- _Set of tasks_:
A) Reproduce the stretch of the MMR vaccination article from "Measles elimination status" through "over 12 months.".
B) Carry on the MMR vaccination article from the point where it stops.

- _Passage for review_:
Prime minister issues call to action on MMR
Author: Mark Gould
Prime minister Boris Johnson will visit a hospital in the South West today where he will set out measures designed to improve vaccination rates, including for measles, mumps and rubella (MMR).
While uptake for most vaccinations including MMR exceeds 90%, the Department for Health and Social Care says there has been a small but steady decline in coverage in recent years.
It means that the UK has lost its “measles-free” status with the World Health Organisation (WHO) – three years after the virus was eliminated in the country. The WHO have stated that in the first six months of 2019 reported measles cases globally are almost three times as many as the same time last year. Measles is now endemic in countries including France, Germany and Italy.
The prime minister will call on health leaders to renew their efforts to meet 95% for both doses of MMR. Currently just 87% of children are getting their second dose of the jab, which has likely contributed to the spread of measles.
Measles elimination status means that the virus is no longer circulating permanently in a country. The UK achieved "measles-free" status in 2016 after three years of limited spread due to high vaccination rates, but measles has since been spreading slowly in the UK for over 12 months.
In the first quarter of 2019, there were 231 confirmed cases of measles in the UK. Many of these were acquired abroad with some onward spread in under-vaccinated communities.
The Department for Health’s revised vaccine strategy to be published in the Autumn is expected to ask the NHS to use technology to identify who may have missed a vaccination and make booking appointments easier, such as improved call/recall systems for those accessing immunisations, and more consistent use of these systems across UK healthcare to remind people of their vaccine appointments.

- _Data extract_:
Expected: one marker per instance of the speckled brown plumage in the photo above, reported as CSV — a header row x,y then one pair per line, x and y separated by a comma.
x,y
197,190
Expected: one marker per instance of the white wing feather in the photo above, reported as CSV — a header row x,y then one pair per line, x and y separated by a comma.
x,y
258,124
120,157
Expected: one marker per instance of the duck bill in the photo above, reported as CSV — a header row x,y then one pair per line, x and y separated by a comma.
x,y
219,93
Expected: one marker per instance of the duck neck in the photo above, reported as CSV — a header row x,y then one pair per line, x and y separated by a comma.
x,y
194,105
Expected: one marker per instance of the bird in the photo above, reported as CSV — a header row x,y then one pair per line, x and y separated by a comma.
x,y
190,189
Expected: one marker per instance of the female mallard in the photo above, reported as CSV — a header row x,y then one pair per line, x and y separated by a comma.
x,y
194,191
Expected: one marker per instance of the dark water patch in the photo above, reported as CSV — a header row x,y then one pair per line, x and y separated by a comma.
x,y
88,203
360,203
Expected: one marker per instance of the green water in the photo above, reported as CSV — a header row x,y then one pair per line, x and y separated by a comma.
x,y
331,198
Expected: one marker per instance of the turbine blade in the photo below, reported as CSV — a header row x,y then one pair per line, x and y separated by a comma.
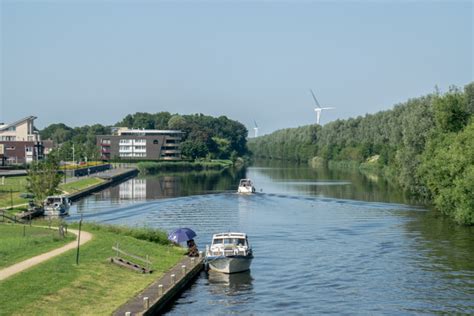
x,y
314,98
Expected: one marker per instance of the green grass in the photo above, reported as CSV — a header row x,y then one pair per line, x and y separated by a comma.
x,y
14,247
94,287
79,185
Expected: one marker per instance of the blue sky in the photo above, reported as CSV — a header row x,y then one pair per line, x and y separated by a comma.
x,y
86,62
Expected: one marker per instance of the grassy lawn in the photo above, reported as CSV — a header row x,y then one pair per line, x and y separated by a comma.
x,y
11,190
95,287
14,247
79,185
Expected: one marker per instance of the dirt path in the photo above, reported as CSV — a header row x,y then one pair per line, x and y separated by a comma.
x,y
21,266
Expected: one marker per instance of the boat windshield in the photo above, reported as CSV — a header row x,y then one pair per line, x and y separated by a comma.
x,y
229,241
245,182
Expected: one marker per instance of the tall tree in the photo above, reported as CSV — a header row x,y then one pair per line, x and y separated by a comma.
x,y
43,179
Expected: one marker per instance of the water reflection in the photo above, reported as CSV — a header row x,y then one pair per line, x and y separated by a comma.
x,y
279,177
345,247
230,284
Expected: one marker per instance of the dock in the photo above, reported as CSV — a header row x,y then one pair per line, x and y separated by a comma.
x,y
110,176
161,292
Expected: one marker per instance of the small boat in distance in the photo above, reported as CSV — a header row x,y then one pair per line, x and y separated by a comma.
x,y
56,205
246,186
229,253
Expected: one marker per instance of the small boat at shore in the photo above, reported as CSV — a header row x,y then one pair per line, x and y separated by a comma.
x,y
229,253
56,205
246,186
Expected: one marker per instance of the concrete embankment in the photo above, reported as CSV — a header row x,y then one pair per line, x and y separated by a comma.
x,y
111,177
160,293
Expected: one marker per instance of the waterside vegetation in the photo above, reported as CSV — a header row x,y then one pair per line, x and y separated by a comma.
x,y
20,242
205,136
95,286
425,146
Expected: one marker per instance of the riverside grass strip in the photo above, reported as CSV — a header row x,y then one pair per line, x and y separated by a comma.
x,y
95,286
20,242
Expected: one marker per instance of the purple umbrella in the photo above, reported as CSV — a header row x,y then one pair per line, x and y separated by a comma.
x,y
181,234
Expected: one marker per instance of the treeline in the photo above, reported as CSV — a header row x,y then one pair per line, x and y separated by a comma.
x,y
205,136
426,145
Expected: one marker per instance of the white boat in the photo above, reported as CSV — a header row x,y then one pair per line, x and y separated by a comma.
x,y
229,253
246,186
56,205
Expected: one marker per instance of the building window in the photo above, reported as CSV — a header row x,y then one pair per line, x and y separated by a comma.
x,y
8,138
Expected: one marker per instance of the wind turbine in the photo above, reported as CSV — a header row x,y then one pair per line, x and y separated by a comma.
x,y
318,109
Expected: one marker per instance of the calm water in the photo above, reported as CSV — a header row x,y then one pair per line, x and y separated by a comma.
x,y
324,242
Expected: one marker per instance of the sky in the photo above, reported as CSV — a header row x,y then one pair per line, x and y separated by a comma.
x,y
87,62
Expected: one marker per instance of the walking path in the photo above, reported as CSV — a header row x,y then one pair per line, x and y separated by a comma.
x,y
21,266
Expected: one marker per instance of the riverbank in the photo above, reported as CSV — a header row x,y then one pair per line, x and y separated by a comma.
x,y
95,286
12,193
148,168
20,242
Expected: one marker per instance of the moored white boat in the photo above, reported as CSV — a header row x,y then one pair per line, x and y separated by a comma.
x,y
229,253
56,205
246,186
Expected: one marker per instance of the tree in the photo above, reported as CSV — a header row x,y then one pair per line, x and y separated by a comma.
x,y
43,179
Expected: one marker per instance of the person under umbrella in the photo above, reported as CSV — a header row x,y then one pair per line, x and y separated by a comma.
x,y
185,234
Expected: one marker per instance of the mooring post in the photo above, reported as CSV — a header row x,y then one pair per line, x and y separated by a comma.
x,y
173,279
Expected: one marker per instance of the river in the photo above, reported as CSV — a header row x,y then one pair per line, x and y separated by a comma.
x,y
324,241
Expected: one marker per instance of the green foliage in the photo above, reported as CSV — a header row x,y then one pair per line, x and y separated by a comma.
x,y
15,247
418,144
448,171
216,137
451,111
141,233
95,286
43,179
194,149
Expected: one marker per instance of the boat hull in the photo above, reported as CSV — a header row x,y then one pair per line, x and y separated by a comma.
x,y
230,264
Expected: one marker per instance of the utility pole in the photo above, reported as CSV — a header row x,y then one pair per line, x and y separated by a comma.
x,y
78,241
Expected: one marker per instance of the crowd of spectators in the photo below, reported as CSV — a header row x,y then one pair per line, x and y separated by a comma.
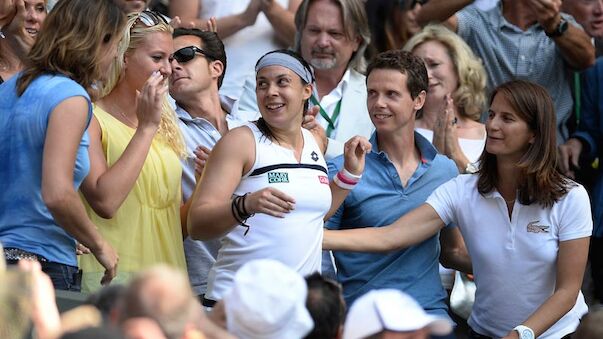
x,y
301,168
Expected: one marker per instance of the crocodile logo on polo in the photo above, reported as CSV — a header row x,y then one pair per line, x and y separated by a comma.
x,y
533,227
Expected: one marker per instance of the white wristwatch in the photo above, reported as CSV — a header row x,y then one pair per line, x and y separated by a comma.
x,y
471,168
524,332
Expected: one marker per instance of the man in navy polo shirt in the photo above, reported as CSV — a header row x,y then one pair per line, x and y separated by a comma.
x,y
401,171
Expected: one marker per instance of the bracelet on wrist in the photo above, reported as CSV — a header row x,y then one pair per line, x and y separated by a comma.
x,y
350,176
239,212
346,180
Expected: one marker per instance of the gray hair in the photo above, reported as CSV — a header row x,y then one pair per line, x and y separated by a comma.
x,y
355,24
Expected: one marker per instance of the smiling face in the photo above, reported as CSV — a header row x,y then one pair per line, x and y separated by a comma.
x,y
588,13
151,55
324,43
35,13
281,95
389,102
508,134
194,76
443,78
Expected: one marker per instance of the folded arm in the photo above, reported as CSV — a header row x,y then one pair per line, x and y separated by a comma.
x,y
412,228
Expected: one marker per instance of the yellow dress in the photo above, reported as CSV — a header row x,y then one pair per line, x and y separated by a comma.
x,y
146,228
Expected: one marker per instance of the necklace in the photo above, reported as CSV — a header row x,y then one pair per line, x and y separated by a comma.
x,y
128,121
510,201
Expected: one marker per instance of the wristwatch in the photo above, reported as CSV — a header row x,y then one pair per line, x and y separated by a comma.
x,y
559,30
524,332
471,168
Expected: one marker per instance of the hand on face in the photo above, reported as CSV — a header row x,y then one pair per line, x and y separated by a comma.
x,y
150,100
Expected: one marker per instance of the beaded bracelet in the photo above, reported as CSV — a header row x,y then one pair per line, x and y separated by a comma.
x,y
239,212
346,180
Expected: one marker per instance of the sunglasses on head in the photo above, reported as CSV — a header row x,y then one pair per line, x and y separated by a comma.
x,y
187,54
151,18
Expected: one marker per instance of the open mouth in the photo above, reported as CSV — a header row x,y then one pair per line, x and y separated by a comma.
x,y
31,31
274,107
381,116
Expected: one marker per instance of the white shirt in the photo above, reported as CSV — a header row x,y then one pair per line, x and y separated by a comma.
x,y
329,103
472,148
245,47
514,261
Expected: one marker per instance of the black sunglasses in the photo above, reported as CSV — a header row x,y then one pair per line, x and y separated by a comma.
x,y
151,18
187,54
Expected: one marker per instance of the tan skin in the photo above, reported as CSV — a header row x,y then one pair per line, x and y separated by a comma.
x,y
281,96
440,111
508,137
106,187
575,45
67,123
326,46
20,35
280,17
393,111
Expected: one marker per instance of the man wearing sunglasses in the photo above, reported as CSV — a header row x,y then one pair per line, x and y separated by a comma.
x,y
198,66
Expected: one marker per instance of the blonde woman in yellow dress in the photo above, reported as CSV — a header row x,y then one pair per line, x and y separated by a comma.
x,y
135,145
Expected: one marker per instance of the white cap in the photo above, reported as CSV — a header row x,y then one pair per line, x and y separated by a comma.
x,y
390,310
267,300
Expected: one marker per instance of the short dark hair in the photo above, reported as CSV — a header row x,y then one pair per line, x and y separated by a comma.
x,y
261,123
210,43
540,181
406,63
326,306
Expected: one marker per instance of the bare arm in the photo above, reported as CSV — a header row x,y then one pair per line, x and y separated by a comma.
x,y
412,228
188,10
282,19
63,135
571,262
210,215
454,253
354,159
106,187
575,45
442,11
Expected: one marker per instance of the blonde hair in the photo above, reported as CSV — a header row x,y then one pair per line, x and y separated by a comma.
x,y
71,42
134,34
470,96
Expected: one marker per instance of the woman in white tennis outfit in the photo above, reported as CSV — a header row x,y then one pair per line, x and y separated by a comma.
x,y
265,188
526,226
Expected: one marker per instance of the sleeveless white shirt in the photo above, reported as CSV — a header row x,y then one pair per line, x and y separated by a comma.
x,y
296,239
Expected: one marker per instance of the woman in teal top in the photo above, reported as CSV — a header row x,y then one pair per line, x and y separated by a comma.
x,y
44,113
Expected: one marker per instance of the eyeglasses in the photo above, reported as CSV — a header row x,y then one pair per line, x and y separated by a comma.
x,y
187,54
151,18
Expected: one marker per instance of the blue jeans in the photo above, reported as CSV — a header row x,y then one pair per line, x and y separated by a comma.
x,y
63,277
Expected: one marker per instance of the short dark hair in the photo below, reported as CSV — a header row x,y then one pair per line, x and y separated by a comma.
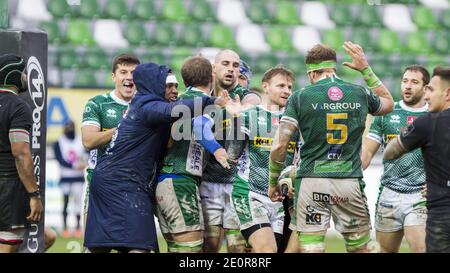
x,y
126,59
279,69
320,53
196,71
11,69
422,70
443,73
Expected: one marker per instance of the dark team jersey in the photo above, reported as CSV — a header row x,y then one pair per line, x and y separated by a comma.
x,y
432,133
15,115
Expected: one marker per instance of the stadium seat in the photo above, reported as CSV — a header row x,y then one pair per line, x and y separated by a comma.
x,y
255,81
304,38
174,10
434,60
89,9
341,15
404,61
59,8
424,18
381,65
192,35
201,11
163,34
85,78
257,12
79,33
104,79
333,38
68,58
278,38
135,33
34,10
144,10
296,63
368,16
116,9
436,4
107,33
348,74
221,36
250,38
286,13
96,58
362,37
416,43
263,62
388,41
441,42
53,32
445,19
316,14
178,56
397,18
231,13
155,56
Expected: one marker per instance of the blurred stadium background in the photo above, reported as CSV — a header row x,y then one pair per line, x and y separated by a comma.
x,y
84,35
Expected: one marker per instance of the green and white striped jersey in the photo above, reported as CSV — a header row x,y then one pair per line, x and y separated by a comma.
x,y
405,174
331,116
260,125
214,172
105,112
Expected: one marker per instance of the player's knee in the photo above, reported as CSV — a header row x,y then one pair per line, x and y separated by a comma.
x,y
235,238
213,232
49,237
311,243
186,247
360,242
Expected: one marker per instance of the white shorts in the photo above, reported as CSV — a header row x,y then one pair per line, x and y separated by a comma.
x,y
216,204
14,236
397,210
178,205
255,209
318,199
74,189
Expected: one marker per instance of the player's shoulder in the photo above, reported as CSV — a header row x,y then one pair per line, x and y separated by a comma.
x,y
346,85
252,109
102,98
18,103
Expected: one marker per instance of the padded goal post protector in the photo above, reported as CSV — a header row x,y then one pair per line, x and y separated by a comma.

- _Answers by task_:
A)
Measles elimination status means that the virus is no longer circulating permanently in a country. The UK achieved "measles-free" status in 2016 after three years of limited spread due to high vaccination rates, but measles has since been spreading slowly in the UK for over 12 months.

B)
Part of the GP contract review will examine wider questions of improving GP capacity to allow additional immunisation appointments – while also asking NHS England to consider other settings outside of a GP for vaccinations.
Immediate action to achieve 95% MMR uptake includes:
- NHS England writing to GPs urging them to promote “catch up" vaccination programmes for MMR for 10-11 year olds, as well as all those 5-25 year olds who have not had two doses of the jab;
- Strengthening the role of local immunisation coordinators – healthcare professionals that promote vaccines particularly with hard-to-reach families. This includes supporting areas with low uptake and tailoring specific local interventions to under-vaccinated communities;
- Addressing parents’ concerns about vaccines by updating the advice on NHS.uk specifically to address misleading information about the dangers of vaccines, by giving people NHS-approved, evidence-based and trusted advice on vaccines including through a new website;
- Calling a summit of social media companies to discuss how they can play their part in promoting accurate information about vaccination; and
- The Department for Health and Social Care – working with Public Health England and NHS England – delivering a comprehensive strategy to address the issue in the Autumn.
Ahead of the hospital visit Mr Johnson said: "After a period of progress where we were once able to declare Britain measles free, we’ve now seen hundreds of cases of measles in the UK this year. One case of this horrible disease is too many, and I am determined to step up our efforts to tackle its spread.
"This is a global challenge and there’s a number of reasons why people don’t get themselves or their children the vaccines they need, but we need decisive action across our health service and society to make sure communities are properly immunised.
"From reassuring parents about the safety of vaccines, to making sure people are attending follow-up appointments, we can and must do more to halt the spread of infectious, treatable diseases in modern-day Britain."
Head of immunisation at Public Health England Dr Mary Ramsay said: "Losing our ‘measles-free’ status is a stark reminder of how important it is that every eligible person gets vaccinated. Elimination can only be sustained by maintaining and improving coverage of the MMR vaccine."